-- START OF MATERIAL PROVIDED --
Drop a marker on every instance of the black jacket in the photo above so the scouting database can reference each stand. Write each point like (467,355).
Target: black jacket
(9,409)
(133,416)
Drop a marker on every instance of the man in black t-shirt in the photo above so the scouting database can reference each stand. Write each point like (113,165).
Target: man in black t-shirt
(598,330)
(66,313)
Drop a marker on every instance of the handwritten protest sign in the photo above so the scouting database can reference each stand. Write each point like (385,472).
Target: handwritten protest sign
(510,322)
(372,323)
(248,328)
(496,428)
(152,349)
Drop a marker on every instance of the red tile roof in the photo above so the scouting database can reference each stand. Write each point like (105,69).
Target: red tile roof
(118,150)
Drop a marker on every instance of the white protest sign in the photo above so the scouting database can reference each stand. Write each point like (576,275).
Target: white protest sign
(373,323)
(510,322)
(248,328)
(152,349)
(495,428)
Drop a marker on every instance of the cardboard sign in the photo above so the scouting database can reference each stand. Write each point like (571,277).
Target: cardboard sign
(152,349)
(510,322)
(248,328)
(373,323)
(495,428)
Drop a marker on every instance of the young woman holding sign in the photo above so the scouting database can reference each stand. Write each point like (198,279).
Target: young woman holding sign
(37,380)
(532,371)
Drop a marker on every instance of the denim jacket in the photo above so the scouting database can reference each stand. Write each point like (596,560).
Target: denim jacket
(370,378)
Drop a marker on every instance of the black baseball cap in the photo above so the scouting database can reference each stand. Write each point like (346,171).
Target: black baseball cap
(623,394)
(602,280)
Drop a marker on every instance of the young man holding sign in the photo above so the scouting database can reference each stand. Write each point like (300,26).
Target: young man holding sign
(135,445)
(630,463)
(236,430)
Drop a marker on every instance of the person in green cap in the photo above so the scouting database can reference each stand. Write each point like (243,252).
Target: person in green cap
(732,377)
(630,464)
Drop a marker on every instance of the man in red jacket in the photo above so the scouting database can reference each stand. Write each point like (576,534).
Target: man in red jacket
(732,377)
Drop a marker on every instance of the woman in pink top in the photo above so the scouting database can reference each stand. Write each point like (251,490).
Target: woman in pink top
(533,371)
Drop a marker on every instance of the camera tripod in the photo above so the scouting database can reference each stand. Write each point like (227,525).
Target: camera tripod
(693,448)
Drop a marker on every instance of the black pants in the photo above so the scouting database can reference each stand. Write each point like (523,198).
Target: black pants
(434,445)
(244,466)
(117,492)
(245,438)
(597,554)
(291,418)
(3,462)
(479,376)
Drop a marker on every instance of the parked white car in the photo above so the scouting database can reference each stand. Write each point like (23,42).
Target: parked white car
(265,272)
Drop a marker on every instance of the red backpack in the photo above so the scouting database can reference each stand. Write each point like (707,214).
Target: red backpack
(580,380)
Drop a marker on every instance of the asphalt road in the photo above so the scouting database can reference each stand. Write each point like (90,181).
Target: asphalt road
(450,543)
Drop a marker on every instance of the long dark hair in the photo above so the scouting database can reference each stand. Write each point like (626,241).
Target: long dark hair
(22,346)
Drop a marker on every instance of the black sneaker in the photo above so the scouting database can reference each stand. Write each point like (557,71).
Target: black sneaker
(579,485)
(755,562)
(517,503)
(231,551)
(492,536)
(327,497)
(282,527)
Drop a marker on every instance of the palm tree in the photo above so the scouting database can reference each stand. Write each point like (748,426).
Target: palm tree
-- END OF MATERIAL PROVIDED --
### TASK GOAL
Starting with the line that contains "Drop a marker on every instance of the parked" and going on through the end of the entries, write out every line again, requests included, and shift each answer coordinate up by 55 in both x and y. Leave the format samples inside the requests unchanged.

### CORRECT OUTPUT
Drop a marker on every instance of the parked white car in the photo above so the scouting database can reference each stand. Write each point like (23,42).
Target: parked white car
(320,327)
Drop a marker on every instance of the red backpack in the photo above so the scouting database can reference each stand. Write each point like (707,214).
Target: red backpack
(635,435)
Drop a marker on every instance of the asphalt road in the photo above so the scouting database can reference each stand. Write each point like (90,181).
Target: asphalt road
(505,598)
Drop a marker on every instance of the long dark hair in the photo above so the scouting database can reference each stand. Write each point like (626,241).
Target: long dark hair
(77,401)
Drop a marker on every instance of the black sneaker in the photo above so the scouting database can reference each stand. Write each point like (557,71).
Target: black sneaker
(634,540)
(810,617)
(572,558)
(286,606)
(547,591)
(382,552)
(337,582)
Drop a marker on every instance of the palm tree in the photo above so the scouting database can reference each stand. Write each point like (748,426).
Target: palm tree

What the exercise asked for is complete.